— start DOCUMENT —

The History of St. Anns Parish


About this document:
 This electronic edition of St. Anns History is essentially the publication "The History of St. Ann's Catholic Church Long Grove, Iowa, 1840-1995," by Chris and Cathi Farwell.  The original contains a detailed bibliography and footnotes, which are not included here.  We have updated this excellent reference and made it available in an electronic format.

The Early Church:   Over 20 years before the Civil War, people in various sections of Europe were turning their eyes upon America as the land of hope and opportunity.  Among the many who fled Europe were the Irish, German, and Belgians.  Suffering from famine, political oppression, or religious persecution, America presented a chance to start anew.

    So in the mid to late 1830s, eager newcomers from Ireland moved westward across the frontier country of the United States.  Some eventually settled in the vast wilderness 30 miles north of the infant town of Davenport, Iowa.  At that time, there were only about 100 residents of Davenport, and scarcely more than 25 were Catholic.

They were the typical pioneer conquerors of the American frontier, with their huge canvas-topped wagons drawn by strong oxen.  These hardy pioneers were frugal, zealous, industrious and self-sacrificing and no work was too hard  or hours too long when it came to providing for their families or for the Church.  They feel in love with the land and the climate and the scenery.

— end DOCUMENT —
— start STORED ROWS —

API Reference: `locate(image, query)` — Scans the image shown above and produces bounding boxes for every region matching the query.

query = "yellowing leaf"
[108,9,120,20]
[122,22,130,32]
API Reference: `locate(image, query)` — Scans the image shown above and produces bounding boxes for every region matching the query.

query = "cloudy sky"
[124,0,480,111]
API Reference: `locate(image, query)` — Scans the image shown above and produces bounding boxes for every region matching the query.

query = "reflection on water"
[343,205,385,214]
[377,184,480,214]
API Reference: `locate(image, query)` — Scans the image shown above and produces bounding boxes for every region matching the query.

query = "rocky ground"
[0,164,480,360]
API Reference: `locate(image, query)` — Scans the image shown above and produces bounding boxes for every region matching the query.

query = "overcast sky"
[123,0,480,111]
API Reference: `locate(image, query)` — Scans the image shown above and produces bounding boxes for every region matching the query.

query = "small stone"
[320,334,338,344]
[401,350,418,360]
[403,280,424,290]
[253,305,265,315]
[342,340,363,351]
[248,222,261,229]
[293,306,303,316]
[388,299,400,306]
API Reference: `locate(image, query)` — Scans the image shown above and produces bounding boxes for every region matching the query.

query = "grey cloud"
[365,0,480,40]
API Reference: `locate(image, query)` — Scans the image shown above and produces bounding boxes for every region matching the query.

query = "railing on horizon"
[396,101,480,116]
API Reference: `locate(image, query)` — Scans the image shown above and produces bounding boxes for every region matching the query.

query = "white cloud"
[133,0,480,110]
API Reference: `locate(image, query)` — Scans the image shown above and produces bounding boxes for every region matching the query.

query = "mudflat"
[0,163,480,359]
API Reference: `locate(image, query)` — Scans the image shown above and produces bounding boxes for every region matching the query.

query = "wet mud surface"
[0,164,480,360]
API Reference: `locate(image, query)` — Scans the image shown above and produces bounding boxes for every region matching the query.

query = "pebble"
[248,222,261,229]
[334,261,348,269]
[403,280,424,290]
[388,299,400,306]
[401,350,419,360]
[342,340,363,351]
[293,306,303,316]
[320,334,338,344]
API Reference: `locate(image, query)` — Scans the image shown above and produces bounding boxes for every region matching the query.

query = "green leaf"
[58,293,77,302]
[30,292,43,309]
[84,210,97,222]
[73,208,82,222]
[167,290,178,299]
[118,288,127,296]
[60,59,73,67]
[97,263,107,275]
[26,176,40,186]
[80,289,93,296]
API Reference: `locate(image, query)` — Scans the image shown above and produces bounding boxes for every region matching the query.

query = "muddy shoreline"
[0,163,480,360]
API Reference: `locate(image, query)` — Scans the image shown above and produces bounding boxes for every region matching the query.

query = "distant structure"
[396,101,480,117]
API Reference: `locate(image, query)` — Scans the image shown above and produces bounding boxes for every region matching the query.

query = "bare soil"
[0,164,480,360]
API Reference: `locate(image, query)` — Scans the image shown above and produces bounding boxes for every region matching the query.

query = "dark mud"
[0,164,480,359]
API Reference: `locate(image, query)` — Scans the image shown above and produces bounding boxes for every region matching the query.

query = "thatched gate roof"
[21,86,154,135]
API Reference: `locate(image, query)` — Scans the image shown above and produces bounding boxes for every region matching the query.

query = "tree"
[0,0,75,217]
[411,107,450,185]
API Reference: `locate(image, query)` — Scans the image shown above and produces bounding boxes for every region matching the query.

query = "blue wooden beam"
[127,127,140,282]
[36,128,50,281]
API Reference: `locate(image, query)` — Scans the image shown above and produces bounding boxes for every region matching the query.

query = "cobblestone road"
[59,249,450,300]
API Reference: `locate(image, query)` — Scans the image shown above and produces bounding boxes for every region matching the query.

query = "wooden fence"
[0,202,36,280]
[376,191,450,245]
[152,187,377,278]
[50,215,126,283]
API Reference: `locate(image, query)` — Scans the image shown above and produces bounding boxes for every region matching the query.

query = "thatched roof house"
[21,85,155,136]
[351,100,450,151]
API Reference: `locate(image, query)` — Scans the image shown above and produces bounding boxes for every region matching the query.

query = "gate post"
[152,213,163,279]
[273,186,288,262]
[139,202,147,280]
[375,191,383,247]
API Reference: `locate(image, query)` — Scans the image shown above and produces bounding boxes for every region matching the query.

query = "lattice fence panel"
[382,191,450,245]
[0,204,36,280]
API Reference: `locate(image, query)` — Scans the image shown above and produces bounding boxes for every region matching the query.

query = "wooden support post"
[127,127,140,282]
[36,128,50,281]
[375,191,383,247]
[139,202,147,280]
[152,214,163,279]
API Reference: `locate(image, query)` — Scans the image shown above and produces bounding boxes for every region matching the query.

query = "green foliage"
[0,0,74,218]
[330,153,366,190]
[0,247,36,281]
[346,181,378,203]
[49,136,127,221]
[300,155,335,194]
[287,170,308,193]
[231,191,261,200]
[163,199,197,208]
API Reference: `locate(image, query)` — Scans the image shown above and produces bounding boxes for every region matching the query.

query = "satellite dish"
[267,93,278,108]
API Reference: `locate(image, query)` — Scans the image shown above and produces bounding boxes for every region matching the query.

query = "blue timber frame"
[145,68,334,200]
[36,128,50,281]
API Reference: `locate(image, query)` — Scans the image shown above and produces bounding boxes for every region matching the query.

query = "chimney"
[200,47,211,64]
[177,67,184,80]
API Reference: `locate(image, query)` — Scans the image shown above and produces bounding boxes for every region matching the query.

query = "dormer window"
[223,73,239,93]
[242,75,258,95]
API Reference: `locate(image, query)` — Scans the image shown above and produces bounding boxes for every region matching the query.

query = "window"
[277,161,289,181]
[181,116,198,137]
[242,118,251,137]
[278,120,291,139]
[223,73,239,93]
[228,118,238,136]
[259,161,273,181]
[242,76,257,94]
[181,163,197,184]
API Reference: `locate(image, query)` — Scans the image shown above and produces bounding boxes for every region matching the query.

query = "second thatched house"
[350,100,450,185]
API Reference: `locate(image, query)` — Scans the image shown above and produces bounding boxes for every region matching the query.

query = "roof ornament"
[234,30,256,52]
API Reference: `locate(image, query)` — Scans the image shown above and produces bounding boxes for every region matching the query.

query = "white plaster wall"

— end STORED ROWS —

▶ _WRITTEN PROBLEM A_:
According to the St. Ann's parish history, about how many residents did Davenport have when the Irish newcomers arrived?
▶ _WRITTEN PROBLEM B_:
Say whether each statement agrees with the St. Ann's parish history. Answer yes or no, and quote the deciding words.
(i) The electronic edition includes the original's bibliography and footnotes.
(ii) Some of the Irish newcomers settled 30 miles north of Davenport.
(iii) The pioneers' wagons were pulled by horses.

▶ _WORKED SOLUTION A_:
About 100

▶ _WORKED SOLUTION B_:
(i) No: "The original contains a detailed bibliography and footnotes, which are not included here."
(ii) Yes: "Some eventually settled in the vast wilderness 30 miles north of the infant town of Davenport, Iowa."
(iii) No: "drawn by strong oxen"